- **DATA SUPPLIED**:

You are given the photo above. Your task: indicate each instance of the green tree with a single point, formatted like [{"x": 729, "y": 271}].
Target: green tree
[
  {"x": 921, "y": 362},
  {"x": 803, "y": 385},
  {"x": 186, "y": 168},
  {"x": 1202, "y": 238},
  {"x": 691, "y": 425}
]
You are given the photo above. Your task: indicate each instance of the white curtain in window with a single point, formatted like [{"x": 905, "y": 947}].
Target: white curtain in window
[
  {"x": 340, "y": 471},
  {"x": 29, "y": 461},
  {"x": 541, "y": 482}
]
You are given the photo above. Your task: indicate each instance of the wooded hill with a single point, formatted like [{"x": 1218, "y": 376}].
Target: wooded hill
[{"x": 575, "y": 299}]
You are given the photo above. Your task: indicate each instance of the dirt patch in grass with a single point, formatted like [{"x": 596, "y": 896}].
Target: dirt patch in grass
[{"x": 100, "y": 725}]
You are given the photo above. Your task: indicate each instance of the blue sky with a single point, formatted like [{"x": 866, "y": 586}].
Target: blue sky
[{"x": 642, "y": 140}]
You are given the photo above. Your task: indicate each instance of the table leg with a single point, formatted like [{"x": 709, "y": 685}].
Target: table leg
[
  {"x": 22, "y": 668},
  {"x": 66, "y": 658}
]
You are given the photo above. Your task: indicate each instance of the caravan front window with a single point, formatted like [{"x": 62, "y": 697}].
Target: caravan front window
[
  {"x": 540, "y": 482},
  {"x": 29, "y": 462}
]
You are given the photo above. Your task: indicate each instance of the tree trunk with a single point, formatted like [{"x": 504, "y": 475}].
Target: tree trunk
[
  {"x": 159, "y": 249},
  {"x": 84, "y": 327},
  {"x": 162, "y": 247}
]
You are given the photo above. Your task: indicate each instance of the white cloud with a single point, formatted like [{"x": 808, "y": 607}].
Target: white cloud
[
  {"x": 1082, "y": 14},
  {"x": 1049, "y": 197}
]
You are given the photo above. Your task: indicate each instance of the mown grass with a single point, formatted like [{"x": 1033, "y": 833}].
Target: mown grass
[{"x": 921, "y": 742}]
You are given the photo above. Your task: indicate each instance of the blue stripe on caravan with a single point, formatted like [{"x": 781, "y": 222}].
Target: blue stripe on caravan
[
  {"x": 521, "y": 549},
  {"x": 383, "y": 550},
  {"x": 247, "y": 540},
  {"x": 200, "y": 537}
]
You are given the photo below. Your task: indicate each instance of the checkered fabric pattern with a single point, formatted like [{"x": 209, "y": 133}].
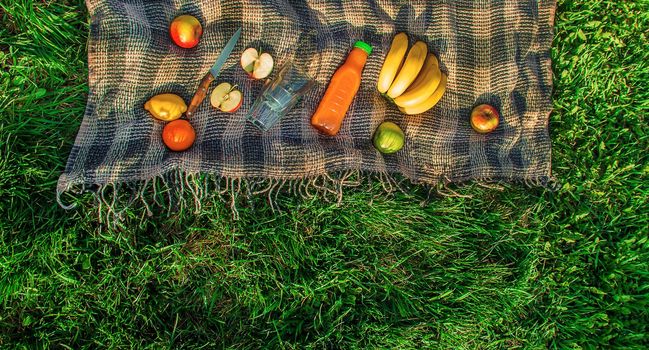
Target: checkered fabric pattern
[{"x": 494, "y": 51}]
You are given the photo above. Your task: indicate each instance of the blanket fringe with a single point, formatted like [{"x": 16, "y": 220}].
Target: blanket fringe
[{"x": 178, "y": 191}]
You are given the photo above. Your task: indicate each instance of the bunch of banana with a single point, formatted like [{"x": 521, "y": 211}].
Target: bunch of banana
[{"x": 414, "y": 82}]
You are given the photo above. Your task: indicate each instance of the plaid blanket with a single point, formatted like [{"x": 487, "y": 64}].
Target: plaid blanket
[{"x": 494, "y": 51}]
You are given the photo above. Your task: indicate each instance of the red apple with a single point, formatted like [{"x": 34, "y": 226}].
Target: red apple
[
  {"x": 484, "y": 119},
  {"x": 257, "y": 65},
  {"x": 186, "y": 31},
  {"x": 226, "y": 98}
]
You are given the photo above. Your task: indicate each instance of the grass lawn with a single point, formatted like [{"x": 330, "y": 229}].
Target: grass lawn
[{"x": 504, "y": 268}]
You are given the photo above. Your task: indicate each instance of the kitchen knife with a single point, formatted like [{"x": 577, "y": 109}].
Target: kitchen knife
[{"x": 212, "y": 74}]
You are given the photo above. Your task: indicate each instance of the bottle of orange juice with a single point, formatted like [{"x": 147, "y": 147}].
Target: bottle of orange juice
[{"x": 341, "y": 91}]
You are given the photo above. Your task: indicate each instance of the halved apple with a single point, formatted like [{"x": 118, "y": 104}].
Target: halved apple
[
  {"x": 226, "y": 98},
  {"x": 257, "y": 65}
]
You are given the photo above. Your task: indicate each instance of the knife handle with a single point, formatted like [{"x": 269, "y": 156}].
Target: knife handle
[{"x": 200, "y": 95}]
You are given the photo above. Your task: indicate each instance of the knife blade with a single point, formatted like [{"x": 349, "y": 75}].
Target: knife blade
[{"x": 200, "y": 95}]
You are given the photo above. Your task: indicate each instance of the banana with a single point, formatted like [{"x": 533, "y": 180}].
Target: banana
[
  {"x": 430, "y": 102},
  {"x": 410, "y": 69},
  {"x": 393, "y": 62},
  {"x": 424, "y": 86}
]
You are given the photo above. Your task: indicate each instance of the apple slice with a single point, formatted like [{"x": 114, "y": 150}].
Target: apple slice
[
  {"x": 226, "y": 98},
  {"x": 258, "y": 66}
]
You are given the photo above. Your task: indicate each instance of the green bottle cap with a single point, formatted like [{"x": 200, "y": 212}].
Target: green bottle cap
[{"x": 364, "y": 46}]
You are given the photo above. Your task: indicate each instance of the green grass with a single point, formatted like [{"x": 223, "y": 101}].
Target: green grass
[{"x": 512, "y": 268}]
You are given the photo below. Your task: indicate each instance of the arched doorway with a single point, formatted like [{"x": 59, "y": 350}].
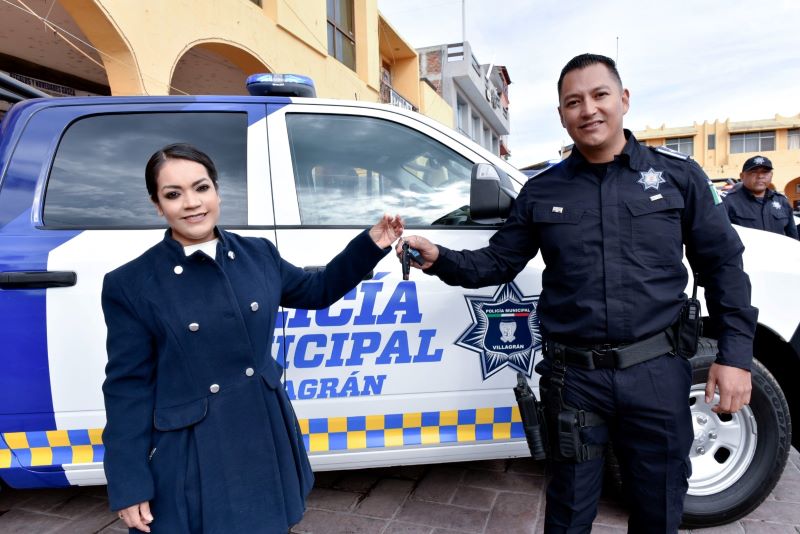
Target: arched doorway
[
  {"x": 212, "y": 68},
  {"x": 41, "y": 44}
]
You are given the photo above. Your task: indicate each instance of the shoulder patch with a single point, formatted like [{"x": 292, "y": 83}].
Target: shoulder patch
[{"x": 670, "y": 152}]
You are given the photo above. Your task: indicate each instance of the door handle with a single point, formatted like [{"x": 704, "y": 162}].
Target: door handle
[
  {"x": 37, "y": 279},
  {"x": 318, "y": 268}
]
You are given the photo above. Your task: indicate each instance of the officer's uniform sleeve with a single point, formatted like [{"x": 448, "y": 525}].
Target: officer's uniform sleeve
[
  {"x": 715, "y": 251},
  {"x": 791, "y": 228},
  {"x": 129, "y": 396},
  {"x": 509, "y": 250},
  {"x": 316, "y": 290}
]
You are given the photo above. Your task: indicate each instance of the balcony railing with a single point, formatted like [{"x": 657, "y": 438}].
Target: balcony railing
[{"x": 390, "y": 96}]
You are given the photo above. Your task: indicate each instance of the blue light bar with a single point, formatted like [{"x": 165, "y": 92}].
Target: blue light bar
[{"x": 268, "y": 84}]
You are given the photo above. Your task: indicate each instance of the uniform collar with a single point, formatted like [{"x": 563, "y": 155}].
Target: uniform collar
[
  {"x": 632, "y": 155},
  {"x": 768, "y": 194},
  {"x": 176, "y": 249}
]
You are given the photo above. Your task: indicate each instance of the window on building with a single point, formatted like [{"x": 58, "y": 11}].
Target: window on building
[
  {"x": 794, "y": 139},
  {"x": 97, "y": 178},
  {"x": 462, "y": 115},
  {"x": 752, "y": 142},
  {"x": 684, "y": 145},
  {"x": 377, "y": 165},
  {"x": 341, "y": 35}
]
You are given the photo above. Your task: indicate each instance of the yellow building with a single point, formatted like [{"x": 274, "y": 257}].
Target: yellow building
[
  {"x": 156, "y": 47},
  {"x": 721, "y": 148}
]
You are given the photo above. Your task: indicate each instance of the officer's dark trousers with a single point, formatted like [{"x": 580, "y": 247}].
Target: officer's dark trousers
[{"x": 649, "y": 422}]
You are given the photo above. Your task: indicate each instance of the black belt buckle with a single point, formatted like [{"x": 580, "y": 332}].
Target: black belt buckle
[{"x": 603, "y": 357}]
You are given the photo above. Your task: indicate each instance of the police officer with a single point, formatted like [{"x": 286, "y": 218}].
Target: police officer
[
  {"x": 611, "y": 221},
  {"x": 755, "y": 205}
]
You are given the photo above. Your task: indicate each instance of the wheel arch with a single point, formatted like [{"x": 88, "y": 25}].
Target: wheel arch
[{"x": 782, "y": 359}]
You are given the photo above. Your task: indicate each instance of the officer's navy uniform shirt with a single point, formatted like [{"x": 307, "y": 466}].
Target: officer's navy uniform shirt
[
  {"x": 613, "y": 249},
  {"x": 771, "y": 213}
]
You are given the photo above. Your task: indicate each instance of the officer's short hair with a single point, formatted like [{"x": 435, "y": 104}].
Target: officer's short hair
[
  {"x": 175, "y": 151},
  {"x": 586, "y": 60}
]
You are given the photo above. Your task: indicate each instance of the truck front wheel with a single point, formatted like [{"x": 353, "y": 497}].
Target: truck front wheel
[{"x": 736, "y": 458}]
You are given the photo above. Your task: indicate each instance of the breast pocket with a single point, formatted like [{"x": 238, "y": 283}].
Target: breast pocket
[
  {"x": 561, "y": 235},
  {"x": 656, "y": 235},
  {"x": 780, "y": 217}
]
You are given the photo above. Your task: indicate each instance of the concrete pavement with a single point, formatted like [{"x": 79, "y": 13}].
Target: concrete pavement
[{"x": 496, "y": 496}]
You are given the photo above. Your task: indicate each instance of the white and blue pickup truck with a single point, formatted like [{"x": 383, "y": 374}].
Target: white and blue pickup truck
[{"x": 397, "y": 372}]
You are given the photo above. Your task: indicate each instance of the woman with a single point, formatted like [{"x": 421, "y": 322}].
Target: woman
[{"x": 200, "y": 435}]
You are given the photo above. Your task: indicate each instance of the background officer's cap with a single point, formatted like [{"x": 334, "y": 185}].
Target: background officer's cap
[{"x": 757, "y": 161}]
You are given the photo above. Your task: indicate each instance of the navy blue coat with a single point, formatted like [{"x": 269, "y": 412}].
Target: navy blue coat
[
  {"x": 773, "y": 214},
  {"x": 198, "y": 421}
]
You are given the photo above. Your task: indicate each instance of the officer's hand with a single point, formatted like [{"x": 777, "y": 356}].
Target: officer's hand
[
  {"x": 137, "y": 516},
  {"x": 734, "y": 388},
  {"x": 429, "y": 251},
  {"x": 387, "y": 230}
]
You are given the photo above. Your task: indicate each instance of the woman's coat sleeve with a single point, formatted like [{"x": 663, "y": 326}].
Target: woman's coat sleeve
[{"x": 129, "y": 399}]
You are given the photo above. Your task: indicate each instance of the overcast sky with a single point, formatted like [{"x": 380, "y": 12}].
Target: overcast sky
[{"x": 684, "y": 61}]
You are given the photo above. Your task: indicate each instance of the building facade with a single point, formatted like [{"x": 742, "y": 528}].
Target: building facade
[
  {"x": 476, "y": 93},
  {"x": 721, "y": 147},
  {"x": 153, "y": 47}
]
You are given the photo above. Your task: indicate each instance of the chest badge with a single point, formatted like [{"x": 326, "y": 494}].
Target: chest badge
[
  {"x": 504, "y": 330},
  {"x": 651, "y": 179}
]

- **EXERCISE DIRECTIONS**: Look for the string "below" in the listing above and copy every line holding it.

- **ANSWER TO THE PROBLEM**:
You are given the photo below. Your task: indicate each instance of the checkered fabric pattern with a single point, formatted like [{"x": 209, "y": 133}].
You are given the photo below. Your task: indicate each instance of the arched doorway with a single point, formatted like [{"x": 59, "y": 350}].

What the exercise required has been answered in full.